Task instructions:
Pull out every line below that contains the string "facade" and copy each one in full. Case matters.

Information given:

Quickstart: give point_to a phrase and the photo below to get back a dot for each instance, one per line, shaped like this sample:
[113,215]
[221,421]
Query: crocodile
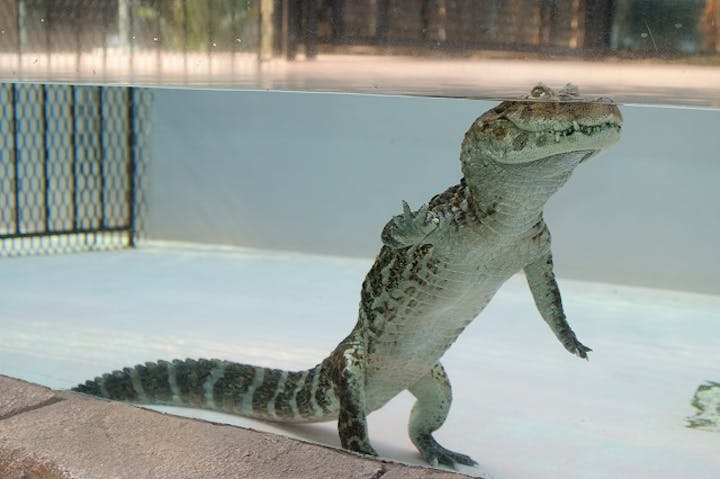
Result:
[439,266]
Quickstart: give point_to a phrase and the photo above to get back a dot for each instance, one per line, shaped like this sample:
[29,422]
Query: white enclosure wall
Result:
[322,173]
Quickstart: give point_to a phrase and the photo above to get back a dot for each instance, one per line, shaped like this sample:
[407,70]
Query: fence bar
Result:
[131,166]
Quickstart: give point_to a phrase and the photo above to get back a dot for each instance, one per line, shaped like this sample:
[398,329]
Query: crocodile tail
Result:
[225,386]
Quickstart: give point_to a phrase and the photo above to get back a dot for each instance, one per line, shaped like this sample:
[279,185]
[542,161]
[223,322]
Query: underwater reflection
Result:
[707,403]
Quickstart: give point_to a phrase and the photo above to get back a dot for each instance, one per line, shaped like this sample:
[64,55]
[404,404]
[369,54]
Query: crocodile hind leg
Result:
[349,381]
[434,396]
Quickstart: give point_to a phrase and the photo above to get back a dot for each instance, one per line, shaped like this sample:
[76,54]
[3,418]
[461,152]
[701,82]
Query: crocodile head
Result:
[560,128]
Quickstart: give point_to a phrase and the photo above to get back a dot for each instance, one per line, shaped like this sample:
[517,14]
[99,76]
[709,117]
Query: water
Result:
[264,213]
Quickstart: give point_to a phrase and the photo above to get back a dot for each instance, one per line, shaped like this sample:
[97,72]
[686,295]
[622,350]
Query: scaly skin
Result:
[438,268]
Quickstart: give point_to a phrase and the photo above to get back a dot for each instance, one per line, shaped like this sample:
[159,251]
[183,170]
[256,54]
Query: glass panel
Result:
[660,51]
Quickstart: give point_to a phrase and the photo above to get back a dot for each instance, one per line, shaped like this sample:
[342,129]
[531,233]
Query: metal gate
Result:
[70,167]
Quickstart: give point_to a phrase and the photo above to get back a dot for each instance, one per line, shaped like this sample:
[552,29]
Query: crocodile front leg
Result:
[546,293]
[349,365]
[434,396]
[409,228]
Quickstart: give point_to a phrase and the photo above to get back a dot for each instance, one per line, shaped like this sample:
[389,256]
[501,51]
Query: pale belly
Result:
[415,321]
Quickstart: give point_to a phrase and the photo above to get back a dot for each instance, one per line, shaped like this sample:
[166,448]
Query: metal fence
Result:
[71,164]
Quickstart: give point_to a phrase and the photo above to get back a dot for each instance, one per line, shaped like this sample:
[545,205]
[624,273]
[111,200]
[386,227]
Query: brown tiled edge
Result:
[46,434]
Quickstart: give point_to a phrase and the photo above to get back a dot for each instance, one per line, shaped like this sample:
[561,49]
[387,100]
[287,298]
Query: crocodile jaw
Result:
[546,124]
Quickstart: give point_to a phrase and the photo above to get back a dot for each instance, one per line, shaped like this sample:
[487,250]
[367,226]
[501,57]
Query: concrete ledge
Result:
[47,434]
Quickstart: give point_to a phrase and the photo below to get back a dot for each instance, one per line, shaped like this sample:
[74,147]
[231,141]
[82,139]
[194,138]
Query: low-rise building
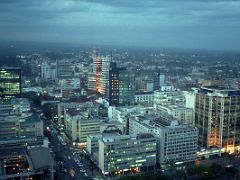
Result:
[180,112]
[175,142]
[118,153]
[80,124]
[144,98]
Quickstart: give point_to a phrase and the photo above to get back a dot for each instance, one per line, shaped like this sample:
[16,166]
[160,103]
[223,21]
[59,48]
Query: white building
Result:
[79,125]
[168,96]
[70,83]
[21,105]
[162,80]
[145,98]
[175,142]
[180,112]
[119,153]
[48,70]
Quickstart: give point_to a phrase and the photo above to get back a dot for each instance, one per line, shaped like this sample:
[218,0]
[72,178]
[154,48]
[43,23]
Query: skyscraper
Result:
[121,86]
[10,83]
[114,84]
[217,117]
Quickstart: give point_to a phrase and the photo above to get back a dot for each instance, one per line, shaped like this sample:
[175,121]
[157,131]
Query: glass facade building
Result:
[121,86]
[217,116]
[10,83]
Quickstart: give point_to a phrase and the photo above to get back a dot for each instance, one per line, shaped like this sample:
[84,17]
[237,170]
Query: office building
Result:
[64,69]
[175,142]
[121,86]
[79,125]
[144,98]
[217,117]
[10,83]
[162,80]
[48,70]
[168,95]
[183,114]
[20,127]
[114,153]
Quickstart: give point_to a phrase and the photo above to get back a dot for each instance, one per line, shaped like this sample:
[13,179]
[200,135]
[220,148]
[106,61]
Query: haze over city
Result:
[193,24]
[119,89]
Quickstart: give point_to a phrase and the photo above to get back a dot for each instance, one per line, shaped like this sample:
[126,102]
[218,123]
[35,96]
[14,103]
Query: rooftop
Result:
[41,158]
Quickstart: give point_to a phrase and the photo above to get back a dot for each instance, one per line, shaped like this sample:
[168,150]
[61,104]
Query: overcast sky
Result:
[203,24]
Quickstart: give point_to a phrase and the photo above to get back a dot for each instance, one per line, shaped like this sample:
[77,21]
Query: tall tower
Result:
[98,73]
[10,83]
[217,117]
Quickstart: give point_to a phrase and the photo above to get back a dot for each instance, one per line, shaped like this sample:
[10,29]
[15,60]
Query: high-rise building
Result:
[106,60]
[162,80]
[10,83]
[121,86]
[217,117]
[48,70]
[114,84]
[98,78]
[64,69]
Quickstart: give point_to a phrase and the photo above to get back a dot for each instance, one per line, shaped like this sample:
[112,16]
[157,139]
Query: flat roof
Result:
[41,158]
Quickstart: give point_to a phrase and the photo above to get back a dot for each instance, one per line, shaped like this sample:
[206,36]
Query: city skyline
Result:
[191,24]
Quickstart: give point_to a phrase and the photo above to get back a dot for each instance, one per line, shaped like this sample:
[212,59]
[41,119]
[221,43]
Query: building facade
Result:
[10,83]
[118,153]
[217,117]
[121,86]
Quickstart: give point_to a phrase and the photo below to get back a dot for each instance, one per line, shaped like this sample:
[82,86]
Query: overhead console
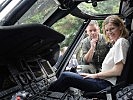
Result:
[27,55]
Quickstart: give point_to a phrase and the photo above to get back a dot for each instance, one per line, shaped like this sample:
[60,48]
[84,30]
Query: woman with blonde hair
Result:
[112,66]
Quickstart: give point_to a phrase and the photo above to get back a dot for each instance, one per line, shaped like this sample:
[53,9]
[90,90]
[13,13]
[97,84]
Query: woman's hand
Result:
[86,75]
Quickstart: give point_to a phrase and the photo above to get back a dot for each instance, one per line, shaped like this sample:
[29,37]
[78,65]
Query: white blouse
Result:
[116,54]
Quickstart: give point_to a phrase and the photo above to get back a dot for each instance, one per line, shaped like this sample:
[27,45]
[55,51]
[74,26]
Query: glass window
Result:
[68,26]
[103,7]
[39,12]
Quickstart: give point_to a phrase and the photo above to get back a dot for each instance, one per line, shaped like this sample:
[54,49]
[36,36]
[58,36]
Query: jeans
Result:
[70,79]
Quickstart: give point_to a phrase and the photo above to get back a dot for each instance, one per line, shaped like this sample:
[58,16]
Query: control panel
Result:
[25,78]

Final result:
Query: glass facade building
Query: building facade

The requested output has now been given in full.